==== RECORDS FOR THE TASK ====

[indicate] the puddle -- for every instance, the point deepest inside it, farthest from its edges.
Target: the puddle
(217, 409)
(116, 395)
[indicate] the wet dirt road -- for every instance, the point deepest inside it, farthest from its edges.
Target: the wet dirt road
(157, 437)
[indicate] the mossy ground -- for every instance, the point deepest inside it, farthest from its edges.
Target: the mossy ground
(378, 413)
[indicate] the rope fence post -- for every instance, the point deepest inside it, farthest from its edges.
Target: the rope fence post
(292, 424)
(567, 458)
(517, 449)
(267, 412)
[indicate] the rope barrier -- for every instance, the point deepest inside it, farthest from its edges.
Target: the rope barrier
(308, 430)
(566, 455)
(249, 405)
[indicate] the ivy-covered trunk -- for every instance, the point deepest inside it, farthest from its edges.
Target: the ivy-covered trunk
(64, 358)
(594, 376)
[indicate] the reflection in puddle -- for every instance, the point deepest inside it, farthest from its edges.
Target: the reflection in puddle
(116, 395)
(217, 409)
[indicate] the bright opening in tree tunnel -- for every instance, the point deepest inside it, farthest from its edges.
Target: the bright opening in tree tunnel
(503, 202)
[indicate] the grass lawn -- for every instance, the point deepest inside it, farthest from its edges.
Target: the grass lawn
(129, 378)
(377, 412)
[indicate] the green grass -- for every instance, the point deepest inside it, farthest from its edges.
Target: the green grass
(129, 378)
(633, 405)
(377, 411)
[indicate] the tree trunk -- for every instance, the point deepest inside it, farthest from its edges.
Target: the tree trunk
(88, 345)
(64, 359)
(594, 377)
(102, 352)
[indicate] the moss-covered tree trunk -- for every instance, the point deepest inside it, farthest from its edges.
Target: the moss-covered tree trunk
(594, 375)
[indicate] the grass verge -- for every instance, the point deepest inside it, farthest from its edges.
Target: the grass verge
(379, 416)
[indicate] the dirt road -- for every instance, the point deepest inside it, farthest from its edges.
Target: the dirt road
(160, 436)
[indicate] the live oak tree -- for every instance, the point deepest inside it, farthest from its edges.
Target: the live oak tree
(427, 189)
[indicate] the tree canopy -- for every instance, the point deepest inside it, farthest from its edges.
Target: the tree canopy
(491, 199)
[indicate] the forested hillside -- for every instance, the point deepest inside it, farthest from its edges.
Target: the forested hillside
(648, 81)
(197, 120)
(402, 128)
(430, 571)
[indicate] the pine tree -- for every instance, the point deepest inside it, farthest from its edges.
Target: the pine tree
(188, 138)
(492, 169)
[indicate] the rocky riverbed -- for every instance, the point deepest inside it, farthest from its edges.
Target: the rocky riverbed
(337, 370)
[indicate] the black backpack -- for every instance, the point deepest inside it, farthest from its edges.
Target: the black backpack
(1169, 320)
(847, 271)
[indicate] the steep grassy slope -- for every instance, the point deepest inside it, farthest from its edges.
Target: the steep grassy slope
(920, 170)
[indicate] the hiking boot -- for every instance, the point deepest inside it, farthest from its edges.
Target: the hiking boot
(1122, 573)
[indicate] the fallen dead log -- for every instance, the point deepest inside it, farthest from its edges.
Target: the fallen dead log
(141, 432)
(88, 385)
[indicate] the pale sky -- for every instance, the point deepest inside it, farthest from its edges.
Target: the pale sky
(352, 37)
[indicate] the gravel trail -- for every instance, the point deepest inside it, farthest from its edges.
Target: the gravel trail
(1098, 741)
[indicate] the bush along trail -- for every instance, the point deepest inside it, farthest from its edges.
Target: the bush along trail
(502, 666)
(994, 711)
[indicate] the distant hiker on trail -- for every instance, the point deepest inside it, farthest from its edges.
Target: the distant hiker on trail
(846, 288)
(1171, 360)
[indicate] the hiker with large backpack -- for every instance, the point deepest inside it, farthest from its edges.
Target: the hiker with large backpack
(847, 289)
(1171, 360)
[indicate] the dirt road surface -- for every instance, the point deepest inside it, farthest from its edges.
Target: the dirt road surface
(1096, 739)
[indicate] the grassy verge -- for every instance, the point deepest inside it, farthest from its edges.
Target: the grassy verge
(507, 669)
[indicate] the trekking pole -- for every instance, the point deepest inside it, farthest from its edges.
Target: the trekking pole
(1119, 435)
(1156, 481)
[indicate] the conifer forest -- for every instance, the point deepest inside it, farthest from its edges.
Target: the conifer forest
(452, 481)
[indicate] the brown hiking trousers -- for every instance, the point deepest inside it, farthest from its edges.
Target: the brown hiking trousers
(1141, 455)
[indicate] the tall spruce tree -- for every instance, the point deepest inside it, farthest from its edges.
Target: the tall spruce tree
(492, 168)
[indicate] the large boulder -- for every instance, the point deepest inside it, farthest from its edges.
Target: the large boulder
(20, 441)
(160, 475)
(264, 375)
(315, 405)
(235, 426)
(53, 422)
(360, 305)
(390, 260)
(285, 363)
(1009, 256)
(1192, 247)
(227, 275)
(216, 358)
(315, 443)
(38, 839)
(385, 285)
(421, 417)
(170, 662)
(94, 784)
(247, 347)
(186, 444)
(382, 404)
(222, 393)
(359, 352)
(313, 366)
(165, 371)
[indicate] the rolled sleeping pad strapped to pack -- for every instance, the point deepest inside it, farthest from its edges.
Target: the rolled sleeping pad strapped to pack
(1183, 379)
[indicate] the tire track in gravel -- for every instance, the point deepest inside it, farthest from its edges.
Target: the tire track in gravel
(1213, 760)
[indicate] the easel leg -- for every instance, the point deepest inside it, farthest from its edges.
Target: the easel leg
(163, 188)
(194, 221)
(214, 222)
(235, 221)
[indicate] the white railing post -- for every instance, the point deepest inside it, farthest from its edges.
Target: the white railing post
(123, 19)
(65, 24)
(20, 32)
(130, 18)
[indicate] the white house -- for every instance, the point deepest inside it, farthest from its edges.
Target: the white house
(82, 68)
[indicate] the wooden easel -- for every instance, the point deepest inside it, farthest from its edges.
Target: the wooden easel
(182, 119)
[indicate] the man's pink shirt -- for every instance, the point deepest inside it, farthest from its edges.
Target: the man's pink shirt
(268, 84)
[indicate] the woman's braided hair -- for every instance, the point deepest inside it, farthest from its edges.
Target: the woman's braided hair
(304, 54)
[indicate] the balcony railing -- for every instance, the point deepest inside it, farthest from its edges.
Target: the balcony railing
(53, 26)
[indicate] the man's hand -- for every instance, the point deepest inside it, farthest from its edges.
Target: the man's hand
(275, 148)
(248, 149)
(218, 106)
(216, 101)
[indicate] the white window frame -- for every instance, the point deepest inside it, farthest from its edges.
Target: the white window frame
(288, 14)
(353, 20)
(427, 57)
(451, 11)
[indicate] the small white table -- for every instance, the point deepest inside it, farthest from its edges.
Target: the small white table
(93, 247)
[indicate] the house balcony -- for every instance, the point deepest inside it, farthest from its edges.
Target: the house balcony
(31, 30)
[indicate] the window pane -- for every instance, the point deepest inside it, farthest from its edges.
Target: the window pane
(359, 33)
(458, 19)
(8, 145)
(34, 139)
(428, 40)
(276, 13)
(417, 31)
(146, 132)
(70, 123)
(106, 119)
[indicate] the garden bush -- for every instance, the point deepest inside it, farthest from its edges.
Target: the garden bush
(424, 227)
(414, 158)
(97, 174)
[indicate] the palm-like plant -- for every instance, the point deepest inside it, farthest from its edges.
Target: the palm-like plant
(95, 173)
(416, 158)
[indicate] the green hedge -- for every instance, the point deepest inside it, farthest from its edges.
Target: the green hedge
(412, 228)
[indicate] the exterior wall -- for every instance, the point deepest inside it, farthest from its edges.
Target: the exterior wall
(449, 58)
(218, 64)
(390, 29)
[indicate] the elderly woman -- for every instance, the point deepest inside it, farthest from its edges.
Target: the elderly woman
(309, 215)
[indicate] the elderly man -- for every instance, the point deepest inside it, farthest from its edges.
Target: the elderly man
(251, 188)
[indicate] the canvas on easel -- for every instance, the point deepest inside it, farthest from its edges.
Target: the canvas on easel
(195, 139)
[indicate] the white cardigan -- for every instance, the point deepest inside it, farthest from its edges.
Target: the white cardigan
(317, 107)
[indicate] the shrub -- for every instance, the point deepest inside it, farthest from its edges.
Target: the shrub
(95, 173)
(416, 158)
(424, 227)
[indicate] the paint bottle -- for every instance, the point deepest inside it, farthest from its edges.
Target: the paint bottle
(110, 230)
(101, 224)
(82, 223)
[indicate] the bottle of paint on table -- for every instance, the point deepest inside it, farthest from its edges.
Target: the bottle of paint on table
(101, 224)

====

▶ _WHAT THIS TASK INVOLVES_
Copy the rows word for word, starting at the line that contains "[indicate] the garden" and ending at the last of the rows.

▶ _WRITTEN RESPONSE_
[indicate] the garden bush -- for every instance, the point deepest inside it, farthest from its edges.
Target: the garden bush
(424, 227)
(414, 158)
(97, 174)
[indicate] the palm-like plant -- for every instance, the point deepest inside it, farthest from its edges.
Target: the palm-like plant
(95, 173)
(416, 158)
[indicate] the green hedge -- for every instance, the point deepest inside it, farthest from its edges.
Target: the green hedge
(412, 228)
[indicate] the exterior wall -- for every instance, the point deepest inside it, farthest from its edges.
Target: the exterior wall
(449, 58)
(218, 64)
(390, 29)
[indicate] the elderly woman -- for every instance, the point deepest inside it, farthest from its edges.
Target: the elderly woman
(309, 215)
[indicate] the elderly man -- for every instance, the point deepest inside it, farthest from its edges.
Target: the elderly man
(251, 188)
[indicate] the canvas on easel -- for every instance, the point deepest inside it, farthest from its edges.
Target: the canvas on easel
(195, 139)
[indicate] the white cardigan -- for every instance, the point deepest inside it, farthest from its edges.
Target: the white cardigan
(317, 107)
[indicate] the shrub -- for every instance, the point deepest inside it, farthest from its edges.
Target: the shrub
(95, 173)
(416, 158)
(424, 227)
[indicate] the paint bottle -- for every instance, the point deepest inside it, farthest from its edges.
Target: the paint bottle
(110, 230)
(101, 224)
(82, 223)
[indicate] the bottle of paint on table -- for every instance, the point deepest inside it, farthest from its edges.
Target: the bottle of paint on table
(101, 224)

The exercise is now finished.